• **EXCERPTED DATA**:
(begin)

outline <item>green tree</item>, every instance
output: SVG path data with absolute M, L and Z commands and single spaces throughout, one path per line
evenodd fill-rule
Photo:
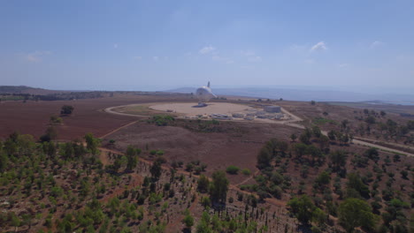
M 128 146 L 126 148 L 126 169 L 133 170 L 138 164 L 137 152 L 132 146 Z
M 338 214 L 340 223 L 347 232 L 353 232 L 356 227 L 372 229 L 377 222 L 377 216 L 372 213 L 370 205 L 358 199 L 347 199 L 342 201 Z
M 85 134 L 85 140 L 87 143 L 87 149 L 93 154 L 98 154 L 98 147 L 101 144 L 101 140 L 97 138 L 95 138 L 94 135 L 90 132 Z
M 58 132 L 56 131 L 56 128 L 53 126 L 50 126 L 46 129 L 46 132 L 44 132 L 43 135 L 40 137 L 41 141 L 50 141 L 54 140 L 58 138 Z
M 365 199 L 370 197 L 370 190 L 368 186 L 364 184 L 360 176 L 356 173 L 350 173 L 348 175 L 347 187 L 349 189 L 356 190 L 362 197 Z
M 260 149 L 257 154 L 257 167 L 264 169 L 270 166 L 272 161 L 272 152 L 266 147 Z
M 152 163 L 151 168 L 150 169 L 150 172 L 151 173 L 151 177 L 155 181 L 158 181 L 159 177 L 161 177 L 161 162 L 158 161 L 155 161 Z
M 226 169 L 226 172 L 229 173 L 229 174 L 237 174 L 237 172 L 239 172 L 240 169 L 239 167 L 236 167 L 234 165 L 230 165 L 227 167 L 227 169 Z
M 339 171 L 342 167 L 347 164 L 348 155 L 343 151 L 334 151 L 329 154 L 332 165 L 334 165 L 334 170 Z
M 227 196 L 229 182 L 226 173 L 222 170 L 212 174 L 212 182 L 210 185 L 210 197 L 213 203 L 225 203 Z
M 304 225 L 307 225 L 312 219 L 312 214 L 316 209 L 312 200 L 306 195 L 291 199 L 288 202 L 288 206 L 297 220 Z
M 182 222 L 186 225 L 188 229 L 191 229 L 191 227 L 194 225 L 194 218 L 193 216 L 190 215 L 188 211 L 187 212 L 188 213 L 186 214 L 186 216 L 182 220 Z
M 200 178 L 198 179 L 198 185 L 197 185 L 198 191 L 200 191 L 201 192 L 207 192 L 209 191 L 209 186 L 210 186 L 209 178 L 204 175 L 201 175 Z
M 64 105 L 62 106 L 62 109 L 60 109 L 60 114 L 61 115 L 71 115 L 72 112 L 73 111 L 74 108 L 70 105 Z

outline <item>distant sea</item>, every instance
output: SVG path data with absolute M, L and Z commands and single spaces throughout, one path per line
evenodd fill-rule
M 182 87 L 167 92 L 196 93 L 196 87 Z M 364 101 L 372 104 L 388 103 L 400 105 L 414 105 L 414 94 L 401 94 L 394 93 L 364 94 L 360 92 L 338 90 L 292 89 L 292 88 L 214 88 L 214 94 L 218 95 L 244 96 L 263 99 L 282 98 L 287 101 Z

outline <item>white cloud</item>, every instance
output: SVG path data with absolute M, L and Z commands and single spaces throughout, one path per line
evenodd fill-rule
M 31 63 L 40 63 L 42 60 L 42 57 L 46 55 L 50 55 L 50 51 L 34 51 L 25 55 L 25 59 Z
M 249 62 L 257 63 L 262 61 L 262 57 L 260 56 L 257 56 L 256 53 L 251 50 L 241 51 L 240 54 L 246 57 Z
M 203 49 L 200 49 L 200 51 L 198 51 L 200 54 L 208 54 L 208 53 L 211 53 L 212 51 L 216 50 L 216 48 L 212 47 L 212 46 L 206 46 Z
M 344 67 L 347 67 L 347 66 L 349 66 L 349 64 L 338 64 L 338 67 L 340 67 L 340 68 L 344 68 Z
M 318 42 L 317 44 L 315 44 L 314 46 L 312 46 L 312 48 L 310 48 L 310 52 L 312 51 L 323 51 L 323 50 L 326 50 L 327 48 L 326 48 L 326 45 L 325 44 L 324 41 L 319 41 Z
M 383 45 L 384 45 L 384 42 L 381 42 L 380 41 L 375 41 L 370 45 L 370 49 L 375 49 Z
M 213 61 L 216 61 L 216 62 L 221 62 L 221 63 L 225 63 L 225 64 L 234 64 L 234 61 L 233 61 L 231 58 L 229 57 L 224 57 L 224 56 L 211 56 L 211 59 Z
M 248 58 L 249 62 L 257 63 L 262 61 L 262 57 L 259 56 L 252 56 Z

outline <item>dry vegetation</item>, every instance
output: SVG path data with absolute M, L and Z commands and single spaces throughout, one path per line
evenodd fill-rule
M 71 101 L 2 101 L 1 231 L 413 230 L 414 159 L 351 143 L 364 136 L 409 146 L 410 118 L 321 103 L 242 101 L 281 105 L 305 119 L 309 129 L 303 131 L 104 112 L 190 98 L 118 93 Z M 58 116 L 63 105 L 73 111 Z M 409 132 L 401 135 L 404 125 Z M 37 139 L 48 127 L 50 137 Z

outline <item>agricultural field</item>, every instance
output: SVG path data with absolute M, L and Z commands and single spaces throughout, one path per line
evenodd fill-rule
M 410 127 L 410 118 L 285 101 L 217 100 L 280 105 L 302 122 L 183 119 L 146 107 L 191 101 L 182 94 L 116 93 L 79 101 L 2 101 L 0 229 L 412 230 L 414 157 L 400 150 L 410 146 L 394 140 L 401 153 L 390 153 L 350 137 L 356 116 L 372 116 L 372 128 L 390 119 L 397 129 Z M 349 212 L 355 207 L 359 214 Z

(end)
(begin)

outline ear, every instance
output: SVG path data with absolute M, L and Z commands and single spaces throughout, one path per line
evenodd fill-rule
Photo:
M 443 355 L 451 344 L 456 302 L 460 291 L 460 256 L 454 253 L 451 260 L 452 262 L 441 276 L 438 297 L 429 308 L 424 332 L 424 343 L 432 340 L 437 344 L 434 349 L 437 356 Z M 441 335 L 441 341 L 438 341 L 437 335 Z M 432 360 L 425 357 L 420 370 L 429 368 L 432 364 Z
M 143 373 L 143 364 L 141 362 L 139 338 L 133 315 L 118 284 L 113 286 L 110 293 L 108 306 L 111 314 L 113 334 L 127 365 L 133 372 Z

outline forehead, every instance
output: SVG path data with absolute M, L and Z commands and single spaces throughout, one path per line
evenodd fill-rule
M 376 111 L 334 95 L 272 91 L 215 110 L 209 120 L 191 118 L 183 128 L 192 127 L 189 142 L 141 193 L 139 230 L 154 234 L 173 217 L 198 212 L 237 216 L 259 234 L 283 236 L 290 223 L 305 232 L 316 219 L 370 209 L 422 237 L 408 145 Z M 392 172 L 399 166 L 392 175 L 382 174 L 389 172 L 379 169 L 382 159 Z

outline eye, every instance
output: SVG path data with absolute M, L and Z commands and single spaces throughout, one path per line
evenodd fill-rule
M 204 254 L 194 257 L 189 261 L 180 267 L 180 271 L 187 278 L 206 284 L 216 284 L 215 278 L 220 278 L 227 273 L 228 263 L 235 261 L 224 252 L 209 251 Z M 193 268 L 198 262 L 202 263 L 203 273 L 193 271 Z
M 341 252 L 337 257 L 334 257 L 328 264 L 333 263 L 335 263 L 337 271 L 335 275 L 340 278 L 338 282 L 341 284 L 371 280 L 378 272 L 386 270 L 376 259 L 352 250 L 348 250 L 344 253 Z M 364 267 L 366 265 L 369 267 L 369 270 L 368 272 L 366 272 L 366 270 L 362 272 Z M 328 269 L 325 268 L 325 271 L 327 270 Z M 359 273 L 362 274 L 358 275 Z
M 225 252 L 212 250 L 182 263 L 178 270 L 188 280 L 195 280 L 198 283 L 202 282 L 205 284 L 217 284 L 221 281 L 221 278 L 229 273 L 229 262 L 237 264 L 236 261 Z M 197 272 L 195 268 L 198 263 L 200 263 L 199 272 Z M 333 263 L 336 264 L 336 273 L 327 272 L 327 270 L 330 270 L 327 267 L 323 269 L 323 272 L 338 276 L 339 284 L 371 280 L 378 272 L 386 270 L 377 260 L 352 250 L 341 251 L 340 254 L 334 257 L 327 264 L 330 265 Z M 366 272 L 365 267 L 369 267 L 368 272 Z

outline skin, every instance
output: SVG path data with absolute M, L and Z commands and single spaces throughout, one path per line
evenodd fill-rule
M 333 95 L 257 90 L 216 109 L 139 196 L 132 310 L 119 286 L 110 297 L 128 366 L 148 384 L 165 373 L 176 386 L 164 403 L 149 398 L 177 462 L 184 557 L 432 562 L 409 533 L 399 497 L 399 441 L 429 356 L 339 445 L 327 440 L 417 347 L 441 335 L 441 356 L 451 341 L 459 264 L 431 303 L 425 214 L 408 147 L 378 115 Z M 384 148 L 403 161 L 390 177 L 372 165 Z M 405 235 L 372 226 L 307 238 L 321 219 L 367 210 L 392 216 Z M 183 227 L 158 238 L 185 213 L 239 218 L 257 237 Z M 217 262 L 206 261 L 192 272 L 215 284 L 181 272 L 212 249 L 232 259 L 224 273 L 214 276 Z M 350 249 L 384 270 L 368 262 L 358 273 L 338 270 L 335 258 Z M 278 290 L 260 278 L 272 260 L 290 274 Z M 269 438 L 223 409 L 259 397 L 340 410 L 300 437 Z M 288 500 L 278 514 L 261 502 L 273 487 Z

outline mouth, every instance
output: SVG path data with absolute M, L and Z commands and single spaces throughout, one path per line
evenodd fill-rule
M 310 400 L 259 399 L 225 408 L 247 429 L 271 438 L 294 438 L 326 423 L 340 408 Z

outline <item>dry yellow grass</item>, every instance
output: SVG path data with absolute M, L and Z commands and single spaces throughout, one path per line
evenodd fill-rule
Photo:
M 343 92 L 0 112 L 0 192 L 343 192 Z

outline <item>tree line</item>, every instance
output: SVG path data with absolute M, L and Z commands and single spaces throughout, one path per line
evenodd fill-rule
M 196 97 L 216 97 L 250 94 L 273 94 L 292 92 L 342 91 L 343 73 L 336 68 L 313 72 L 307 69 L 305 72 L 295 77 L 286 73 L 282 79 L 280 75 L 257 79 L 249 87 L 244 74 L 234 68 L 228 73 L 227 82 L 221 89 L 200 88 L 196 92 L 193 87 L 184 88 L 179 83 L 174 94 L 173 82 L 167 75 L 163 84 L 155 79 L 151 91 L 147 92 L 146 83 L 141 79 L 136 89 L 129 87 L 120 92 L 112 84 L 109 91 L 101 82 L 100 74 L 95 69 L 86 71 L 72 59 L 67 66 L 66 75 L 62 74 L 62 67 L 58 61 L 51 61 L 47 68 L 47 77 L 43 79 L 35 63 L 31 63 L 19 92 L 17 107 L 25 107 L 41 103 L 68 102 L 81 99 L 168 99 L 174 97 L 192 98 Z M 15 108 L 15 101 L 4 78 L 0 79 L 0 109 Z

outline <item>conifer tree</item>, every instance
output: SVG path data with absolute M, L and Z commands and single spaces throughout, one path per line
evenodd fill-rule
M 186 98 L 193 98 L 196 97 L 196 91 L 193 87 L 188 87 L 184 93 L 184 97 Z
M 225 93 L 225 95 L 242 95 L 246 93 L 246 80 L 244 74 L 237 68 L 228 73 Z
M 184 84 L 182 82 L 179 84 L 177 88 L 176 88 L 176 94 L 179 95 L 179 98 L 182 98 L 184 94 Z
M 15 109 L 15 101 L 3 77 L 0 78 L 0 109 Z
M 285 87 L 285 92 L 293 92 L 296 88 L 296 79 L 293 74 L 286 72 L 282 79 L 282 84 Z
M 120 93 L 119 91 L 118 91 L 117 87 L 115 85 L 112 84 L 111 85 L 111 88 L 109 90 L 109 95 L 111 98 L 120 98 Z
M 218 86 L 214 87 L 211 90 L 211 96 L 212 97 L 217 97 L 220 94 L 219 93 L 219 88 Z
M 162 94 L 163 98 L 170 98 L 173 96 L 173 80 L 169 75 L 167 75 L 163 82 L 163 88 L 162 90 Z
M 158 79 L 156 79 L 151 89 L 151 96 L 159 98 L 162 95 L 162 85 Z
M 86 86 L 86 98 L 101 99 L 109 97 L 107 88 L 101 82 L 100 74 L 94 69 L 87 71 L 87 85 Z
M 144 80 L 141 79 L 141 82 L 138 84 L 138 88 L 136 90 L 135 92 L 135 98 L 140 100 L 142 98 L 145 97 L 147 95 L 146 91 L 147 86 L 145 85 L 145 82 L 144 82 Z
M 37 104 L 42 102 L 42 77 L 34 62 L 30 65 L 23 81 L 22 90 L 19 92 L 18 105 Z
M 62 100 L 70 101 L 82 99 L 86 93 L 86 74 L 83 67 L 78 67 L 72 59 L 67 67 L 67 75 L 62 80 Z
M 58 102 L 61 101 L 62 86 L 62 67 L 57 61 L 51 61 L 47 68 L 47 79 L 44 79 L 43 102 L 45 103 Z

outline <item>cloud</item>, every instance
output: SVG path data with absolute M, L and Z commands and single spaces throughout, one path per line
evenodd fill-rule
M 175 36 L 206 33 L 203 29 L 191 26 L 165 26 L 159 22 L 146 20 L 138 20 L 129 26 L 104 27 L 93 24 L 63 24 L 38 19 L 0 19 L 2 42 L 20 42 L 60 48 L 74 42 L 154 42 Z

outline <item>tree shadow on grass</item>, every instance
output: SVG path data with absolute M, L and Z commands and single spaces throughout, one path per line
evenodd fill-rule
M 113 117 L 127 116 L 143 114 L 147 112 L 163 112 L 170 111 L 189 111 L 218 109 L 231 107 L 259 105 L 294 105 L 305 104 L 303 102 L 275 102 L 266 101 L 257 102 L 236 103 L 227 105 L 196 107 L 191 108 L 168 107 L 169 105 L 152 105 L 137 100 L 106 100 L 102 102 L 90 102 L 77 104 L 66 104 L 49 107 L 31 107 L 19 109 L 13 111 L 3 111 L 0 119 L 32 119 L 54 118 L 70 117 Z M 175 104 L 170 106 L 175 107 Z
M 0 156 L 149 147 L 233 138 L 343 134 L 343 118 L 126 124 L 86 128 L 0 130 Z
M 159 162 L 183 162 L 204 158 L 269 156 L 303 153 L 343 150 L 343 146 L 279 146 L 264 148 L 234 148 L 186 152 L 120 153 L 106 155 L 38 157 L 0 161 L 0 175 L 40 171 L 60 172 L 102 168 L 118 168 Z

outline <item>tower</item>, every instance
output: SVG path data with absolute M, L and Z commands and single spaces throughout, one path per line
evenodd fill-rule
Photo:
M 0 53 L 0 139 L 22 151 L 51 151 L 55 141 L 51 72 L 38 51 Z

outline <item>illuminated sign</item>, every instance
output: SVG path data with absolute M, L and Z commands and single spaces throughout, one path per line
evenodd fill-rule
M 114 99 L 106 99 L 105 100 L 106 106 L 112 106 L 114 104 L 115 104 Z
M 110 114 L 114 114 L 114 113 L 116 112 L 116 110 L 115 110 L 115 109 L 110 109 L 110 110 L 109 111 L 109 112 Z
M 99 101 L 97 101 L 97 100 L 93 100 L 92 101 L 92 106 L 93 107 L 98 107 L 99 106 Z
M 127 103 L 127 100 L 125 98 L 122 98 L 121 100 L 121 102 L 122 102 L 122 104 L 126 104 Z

(end)

• **WHAT IS NEEDED**: Arrange the lines from the one containing "outline <item>agricultural field</item>, every" through the one containing "M 410 127 L" above as a numbered list, including both of those lines and leaving out any blank lines.

• **EXERCISE ANSWER**:
1. outline <item>agricultural field</item>, every instance
2. output: SVG path data with absolute M, L and Z commands and single spaces throughout, one path per line
3. evenodd fill-rule
4. M 410 127 L 410 118 L 285 101 L 217 100 L 280 105 L 302 122 L 183 119 L 146 107 L 191 101 L 182 94 L 116 93 L 79 101 L 2 101 L 0 229 L 412 230 L 414 157 L 400 150 L 410 146 L 394 140 L 401 153 L 390 153 L 350 137 L 356 116 L 372 116 L 372 128 L 390 119 L 397 129 Z M 349 212 L 355 207 L 359 214 Z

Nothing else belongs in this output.